Problem details | Copy out the entries below, putting "Annotator note" in place of each "Reviewer note" and keeping everything else the same.

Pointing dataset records

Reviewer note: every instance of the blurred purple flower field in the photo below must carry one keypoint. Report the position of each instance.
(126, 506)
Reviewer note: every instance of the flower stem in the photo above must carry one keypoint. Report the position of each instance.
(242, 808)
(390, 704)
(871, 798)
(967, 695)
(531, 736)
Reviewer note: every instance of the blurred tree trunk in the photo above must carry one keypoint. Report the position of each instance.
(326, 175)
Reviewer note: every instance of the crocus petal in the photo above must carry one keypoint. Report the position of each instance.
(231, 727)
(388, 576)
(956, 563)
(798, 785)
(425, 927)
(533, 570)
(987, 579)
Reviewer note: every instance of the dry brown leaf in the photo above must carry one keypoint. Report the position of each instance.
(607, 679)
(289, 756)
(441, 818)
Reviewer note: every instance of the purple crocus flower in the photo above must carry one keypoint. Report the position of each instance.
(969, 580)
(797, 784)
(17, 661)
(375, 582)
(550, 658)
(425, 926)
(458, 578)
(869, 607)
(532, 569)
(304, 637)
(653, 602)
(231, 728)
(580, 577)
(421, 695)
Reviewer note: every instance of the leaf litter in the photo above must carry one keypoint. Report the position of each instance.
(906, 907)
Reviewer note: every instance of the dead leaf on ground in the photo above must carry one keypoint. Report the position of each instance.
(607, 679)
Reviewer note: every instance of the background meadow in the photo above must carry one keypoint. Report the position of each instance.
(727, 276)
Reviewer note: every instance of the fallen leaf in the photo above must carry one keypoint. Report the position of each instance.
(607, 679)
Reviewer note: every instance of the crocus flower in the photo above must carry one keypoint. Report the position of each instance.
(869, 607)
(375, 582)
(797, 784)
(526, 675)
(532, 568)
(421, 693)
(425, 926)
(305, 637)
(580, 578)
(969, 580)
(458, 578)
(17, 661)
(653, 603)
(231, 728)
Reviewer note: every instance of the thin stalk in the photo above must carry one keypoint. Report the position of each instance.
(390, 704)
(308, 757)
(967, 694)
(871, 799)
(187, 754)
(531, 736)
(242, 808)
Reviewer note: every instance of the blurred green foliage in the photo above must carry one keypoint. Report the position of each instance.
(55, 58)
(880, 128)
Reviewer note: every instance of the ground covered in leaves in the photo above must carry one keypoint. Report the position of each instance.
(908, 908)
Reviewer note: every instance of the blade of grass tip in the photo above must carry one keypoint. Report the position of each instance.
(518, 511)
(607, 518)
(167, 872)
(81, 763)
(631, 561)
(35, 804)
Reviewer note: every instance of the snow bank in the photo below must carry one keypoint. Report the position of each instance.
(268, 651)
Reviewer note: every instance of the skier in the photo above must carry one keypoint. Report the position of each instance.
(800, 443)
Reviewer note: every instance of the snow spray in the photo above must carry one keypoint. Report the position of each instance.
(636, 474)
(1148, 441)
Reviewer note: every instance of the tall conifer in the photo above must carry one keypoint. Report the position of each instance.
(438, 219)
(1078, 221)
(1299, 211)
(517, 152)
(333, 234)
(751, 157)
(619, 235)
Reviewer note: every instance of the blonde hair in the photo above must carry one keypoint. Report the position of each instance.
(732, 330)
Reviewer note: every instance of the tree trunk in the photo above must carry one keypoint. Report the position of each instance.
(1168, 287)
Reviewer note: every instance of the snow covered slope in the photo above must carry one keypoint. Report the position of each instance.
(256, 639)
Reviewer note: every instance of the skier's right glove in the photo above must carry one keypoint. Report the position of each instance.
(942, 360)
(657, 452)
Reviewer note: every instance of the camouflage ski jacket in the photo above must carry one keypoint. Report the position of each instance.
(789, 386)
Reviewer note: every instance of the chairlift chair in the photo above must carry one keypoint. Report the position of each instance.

Problem solution |
Annotator note: every instance of the blurred purple flower field in the photo below must carry one keypoint. Report the position of each instance.
(126, 506)
Annotator note: every instance of the flower stem in the photo above must carry one keypoint. Report the position of each instance.
(242, 808)
(390, 704)
(871, 798)
(967, 695)
(531, 736)
Annotator note: every instance of the blurred tree trunk in the photo above must carry one keypoint. Report the position of each instance.
(326, 175)
Annotator note: every instance of the crocus petal in the photo above must carry one keypoint. Report the position of each instance.
(231, 727)
(388, 576)
(956, 563)
(798, 785)
(425, 927)
(533, 570)
(987, 579)
Annotator note: every instance of the dry brown leaf in the photo above must carry one keypoint. Report the position of each instance.
(607, 679)
(289, 756)
(441, 818)
Annotator note: every instance of the purple crocus flower in the photo above must carry one keypoint. Report the position of each instance.
(969, 580)
(797, 784)
(17, 661)
(375, 582)
(550, 658)
(425, 926)
(458, 578)
(869, 607)
(532, 569)
(304, 637)
(653, 602)
(231, 728)
(580, 577)
(421, 695)
Annotator note: every instance of the leaf litter in the photo above must carry one keypoint. Report the position of each instance.
(906, 907)
Annotator note: every instance of the dead leaf on ground in the photo above must carry one keypoint. Report the position of each instance.
(607, 679)
Annotator note: every instance of the background meadow in the photo above must carry one keypoint. Report the position of each instance.
(727, 276)
Annotator note: every instance of the fallen leaf in the photo above must carry one keypoint. Report the position of each instance.
(607, 679)
Annotator note: every instance of the crocus flower in the photo above must carry one keypoint. Report the position of each instance.
(869, 607)
(375, 582)
(797, 784)
(526, 675)
(532, 568)
(421, 693)
(425, 926)
(305, 637)
(580, 578)
(969, 580)
(458, 578)
(17, 661)
(653, 603)
(231, 728)
Annotator note: every instance of the thin stalk in the photo above must carry one keypoint. Report the position of each instance.
(390, 704)
(308, 757)
(967, 694)
(871, 799)
(187, 754)
(531, 736)
(242, 808)
Annotator note: every instance of the blurred green foliage in the photo above must carry one keypoint. Report the position of each instance.
(55, 58)
(880, 128)
Annotator note: every instance of the ground covered in leaves in the photo above must carry one keypoint. Report the position of each instance.
(908, 908)
Annotator note: every instance of the blade of grass tip in the photo above must carry one keypoint. Report the position of each instance.
(518, 511)
(607, 518)
(167, 872)
(81, 763)
(631, 561)
(35, 804)
Annotator note: every instance of the snow bank in the photo below must carry one keypoint. Report the position of each instance.
(268, 651)
Annotator note: every instance of the skier in the photo above must carry one keypoint. Report the position of each instance.
(800, 443)
Annotator note: every instance of the snow spray in the photo above must carry one keypoint. Report the position of each instance.
(636, 474)
(1148, 441)
Annotator note: every instance of the tall conifer in the photo above must carry one keypoint. Report the position of each instance.
(438, 219)
(1078, 221)
(1299, 211)
(517, 152)
(333, 234)
(751, 157)
(619, 235)
Annotator note: every instance of the blonde hair in the photo above must carry one keypoint. Report the position of each instance.
(732, 330)
Annotator note: every instance of the tree trunk in the photo above must carry one keypoint. Report the position of each instance.
(1168, 287)
Annotator note: every instance of the snow covered slope in the photo above must carry one keypoint. Report the position of each instance.
(256, 639)
Annotator note: every instance of the skier's right glove in the photo above must carry one keypoint. Report the position of each instance.
(942, 360)
(657, 452)
Annotator note: every instance of the camouflage ski jacket in the photo above must carry one keypoint. Report the position of each instance.
(789, 386)
Annotator note: every instance of the chairlift chair in the photo above must carry one keypoint. Report the position of each instance.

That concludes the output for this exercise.